-- THE EXERCISE --
How many lines in the material below contain the string "post"? Give only the number.

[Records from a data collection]
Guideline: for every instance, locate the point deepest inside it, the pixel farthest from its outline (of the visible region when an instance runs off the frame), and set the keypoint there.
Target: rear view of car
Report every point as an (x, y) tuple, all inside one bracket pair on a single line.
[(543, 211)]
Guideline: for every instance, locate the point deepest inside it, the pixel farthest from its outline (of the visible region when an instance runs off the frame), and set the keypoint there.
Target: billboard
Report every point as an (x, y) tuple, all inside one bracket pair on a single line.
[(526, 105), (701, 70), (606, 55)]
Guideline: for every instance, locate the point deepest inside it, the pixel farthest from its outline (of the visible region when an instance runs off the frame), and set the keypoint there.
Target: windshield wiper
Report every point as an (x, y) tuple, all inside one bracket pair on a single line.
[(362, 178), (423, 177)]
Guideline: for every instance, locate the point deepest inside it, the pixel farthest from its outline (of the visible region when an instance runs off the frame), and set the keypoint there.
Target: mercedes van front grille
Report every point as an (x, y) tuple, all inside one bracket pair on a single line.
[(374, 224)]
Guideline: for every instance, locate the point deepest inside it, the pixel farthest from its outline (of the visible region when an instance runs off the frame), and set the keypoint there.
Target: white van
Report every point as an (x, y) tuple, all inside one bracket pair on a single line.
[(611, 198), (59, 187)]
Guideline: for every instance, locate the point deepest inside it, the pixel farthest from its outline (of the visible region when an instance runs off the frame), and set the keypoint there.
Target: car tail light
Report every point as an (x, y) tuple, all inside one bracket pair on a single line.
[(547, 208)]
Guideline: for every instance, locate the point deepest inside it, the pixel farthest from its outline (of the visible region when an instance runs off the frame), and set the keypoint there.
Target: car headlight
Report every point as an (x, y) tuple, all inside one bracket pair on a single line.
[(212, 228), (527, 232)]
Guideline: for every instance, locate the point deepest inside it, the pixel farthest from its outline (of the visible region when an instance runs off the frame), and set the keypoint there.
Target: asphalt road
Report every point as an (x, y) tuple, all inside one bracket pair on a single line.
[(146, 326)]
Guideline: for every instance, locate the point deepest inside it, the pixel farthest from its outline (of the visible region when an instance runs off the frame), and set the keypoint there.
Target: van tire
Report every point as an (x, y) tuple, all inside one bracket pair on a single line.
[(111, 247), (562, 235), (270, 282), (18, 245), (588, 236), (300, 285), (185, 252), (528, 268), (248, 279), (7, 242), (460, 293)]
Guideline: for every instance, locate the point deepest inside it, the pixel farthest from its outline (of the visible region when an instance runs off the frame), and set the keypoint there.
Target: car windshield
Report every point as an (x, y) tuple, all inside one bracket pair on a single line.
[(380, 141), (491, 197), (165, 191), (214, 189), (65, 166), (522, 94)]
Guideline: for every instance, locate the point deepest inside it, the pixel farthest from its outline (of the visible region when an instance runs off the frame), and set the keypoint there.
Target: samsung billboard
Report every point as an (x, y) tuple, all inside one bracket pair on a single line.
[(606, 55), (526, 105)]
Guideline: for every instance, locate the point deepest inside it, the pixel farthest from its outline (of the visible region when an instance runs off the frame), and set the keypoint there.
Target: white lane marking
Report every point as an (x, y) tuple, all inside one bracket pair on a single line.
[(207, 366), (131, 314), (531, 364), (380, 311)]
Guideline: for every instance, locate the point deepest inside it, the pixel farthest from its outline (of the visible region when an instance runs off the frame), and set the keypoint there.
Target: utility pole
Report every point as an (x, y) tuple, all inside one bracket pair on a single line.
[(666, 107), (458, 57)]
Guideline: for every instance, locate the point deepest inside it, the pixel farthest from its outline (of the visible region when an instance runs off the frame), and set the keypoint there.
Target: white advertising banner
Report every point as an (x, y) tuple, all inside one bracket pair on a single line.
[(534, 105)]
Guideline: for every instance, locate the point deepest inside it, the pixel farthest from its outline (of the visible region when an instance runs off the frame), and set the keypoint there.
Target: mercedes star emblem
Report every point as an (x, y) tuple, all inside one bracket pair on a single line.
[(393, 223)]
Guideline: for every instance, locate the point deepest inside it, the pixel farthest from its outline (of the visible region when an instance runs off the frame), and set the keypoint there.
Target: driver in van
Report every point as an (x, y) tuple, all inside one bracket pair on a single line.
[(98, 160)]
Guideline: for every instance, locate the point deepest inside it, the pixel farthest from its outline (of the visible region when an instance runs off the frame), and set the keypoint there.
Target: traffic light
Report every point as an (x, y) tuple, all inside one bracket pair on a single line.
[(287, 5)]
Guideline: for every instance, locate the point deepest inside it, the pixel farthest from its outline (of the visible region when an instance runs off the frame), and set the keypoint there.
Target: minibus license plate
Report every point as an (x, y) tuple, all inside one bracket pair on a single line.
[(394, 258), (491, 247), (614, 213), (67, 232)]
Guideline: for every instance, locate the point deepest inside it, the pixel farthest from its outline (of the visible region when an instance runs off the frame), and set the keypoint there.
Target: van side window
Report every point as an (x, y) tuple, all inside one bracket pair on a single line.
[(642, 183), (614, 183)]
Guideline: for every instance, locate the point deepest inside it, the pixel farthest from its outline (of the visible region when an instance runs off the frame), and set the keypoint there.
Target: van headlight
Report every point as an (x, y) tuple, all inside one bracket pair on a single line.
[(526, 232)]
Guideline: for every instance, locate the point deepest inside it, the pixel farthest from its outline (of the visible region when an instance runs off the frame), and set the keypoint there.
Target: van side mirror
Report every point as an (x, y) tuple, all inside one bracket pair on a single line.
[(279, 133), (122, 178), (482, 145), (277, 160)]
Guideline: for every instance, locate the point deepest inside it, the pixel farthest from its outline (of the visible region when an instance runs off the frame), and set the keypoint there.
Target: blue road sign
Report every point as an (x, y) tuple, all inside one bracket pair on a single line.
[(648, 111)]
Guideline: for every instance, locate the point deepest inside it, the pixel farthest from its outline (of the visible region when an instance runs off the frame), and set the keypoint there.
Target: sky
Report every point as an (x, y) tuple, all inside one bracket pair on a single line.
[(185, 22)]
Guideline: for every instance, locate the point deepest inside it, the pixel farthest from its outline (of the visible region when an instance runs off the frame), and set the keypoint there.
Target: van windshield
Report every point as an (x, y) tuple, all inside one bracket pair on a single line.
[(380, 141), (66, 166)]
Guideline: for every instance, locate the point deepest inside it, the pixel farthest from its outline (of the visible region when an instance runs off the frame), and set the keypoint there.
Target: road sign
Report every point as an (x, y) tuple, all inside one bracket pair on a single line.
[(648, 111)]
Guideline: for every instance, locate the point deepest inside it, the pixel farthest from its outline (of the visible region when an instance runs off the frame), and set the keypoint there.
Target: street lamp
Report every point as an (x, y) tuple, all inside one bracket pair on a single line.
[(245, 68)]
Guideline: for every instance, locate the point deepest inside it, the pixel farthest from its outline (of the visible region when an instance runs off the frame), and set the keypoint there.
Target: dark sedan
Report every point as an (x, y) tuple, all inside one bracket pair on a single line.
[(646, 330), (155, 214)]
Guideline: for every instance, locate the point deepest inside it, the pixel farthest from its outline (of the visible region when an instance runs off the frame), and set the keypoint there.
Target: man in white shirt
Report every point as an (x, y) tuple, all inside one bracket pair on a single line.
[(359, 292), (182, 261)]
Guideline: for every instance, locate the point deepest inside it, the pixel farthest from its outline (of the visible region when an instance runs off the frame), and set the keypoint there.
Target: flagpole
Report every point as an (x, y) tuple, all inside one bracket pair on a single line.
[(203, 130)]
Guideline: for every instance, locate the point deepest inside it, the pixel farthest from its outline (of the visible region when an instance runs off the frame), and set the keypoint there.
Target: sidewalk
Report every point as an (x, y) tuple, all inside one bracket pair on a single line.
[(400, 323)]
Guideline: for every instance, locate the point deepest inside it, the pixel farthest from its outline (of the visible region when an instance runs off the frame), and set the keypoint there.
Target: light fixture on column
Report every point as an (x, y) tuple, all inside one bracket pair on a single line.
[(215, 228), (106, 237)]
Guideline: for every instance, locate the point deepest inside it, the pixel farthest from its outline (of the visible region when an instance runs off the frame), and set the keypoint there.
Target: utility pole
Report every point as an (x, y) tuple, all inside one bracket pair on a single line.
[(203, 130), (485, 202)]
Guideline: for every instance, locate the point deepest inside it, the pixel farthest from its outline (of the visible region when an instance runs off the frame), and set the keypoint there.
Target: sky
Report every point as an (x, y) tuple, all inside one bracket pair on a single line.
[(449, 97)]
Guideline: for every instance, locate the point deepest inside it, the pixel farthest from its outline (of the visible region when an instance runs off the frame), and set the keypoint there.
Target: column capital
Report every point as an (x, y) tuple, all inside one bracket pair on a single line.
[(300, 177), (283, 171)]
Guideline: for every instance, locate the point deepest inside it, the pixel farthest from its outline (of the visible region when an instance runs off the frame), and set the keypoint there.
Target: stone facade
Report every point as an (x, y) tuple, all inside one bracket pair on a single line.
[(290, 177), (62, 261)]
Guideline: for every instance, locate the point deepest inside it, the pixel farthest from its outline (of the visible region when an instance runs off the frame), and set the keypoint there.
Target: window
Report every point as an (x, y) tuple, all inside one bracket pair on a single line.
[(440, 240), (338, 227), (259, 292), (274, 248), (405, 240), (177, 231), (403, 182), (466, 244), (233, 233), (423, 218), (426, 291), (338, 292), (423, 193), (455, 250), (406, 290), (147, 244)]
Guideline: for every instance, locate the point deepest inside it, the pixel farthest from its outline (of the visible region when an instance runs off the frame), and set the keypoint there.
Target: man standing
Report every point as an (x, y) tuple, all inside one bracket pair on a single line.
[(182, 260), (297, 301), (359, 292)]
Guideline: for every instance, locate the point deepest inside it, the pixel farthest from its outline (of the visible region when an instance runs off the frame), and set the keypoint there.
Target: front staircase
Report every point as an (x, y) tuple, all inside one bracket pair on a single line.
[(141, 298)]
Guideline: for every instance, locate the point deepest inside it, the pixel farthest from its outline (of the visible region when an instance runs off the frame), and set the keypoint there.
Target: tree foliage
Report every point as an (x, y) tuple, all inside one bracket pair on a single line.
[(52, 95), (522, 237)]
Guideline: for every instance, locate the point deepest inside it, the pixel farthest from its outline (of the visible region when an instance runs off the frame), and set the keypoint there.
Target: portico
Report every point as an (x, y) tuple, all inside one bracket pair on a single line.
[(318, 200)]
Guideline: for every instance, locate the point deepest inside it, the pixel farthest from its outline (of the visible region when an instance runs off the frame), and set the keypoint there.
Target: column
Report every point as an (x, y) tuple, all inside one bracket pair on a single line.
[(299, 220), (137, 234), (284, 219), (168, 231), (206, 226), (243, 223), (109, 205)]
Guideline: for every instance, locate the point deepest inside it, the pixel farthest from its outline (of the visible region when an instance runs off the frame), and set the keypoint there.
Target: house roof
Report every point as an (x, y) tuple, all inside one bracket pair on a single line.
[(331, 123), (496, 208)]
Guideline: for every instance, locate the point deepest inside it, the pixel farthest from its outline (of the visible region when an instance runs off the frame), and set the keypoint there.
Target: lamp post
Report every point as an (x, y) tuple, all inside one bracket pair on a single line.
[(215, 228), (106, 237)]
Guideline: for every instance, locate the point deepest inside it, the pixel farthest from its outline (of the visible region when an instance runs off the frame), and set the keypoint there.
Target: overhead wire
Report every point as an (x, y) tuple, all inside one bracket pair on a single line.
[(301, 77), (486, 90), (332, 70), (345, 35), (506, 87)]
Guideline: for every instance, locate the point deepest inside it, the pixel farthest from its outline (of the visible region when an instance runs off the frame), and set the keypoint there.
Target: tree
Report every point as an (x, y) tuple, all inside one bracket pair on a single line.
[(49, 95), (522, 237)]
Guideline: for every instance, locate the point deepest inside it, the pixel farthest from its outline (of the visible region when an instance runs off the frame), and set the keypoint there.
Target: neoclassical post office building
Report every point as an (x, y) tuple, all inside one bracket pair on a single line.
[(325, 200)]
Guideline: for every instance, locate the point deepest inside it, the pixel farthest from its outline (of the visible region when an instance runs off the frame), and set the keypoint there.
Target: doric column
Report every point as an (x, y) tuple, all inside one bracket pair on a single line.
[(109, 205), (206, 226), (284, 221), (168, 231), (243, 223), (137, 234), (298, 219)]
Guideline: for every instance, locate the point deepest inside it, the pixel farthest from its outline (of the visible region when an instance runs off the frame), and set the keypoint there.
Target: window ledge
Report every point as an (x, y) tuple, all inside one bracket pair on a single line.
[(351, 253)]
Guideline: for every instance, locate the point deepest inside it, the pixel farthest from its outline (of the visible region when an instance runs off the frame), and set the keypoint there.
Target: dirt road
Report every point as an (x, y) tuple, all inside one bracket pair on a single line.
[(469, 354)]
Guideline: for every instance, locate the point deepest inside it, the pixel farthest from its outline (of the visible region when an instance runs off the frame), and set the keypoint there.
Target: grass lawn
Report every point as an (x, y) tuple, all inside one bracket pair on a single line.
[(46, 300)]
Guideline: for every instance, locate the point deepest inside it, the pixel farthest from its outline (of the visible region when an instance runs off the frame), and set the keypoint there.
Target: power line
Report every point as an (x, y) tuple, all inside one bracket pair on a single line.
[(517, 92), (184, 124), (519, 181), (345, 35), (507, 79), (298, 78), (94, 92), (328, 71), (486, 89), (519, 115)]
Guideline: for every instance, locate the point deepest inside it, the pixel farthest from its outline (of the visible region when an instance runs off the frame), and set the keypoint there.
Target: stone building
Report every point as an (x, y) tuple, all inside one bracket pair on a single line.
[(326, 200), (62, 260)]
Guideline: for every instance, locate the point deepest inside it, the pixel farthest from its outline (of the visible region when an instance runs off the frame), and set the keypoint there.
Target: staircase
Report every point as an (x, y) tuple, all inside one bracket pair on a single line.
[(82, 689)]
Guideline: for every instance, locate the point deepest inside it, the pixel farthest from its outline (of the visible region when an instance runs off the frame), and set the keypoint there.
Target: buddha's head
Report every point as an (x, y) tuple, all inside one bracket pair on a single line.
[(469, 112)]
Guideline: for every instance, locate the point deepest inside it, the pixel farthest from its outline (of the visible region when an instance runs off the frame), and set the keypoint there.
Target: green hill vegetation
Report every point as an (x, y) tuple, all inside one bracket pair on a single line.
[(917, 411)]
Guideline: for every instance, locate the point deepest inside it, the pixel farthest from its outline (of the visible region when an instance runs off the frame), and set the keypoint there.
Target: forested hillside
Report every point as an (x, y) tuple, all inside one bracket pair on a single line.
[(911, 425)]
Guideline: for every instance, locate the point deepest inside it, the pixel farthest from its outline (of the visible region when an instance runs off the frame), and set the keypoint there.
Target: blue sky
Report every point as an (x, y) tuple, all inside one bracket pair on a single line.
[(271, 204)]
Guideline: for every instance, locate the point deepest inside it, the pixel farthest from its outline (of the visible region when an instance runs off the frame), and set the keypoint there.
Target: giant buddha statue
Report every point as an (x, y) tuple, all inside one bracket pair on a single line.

-- FINISHED TASK --
2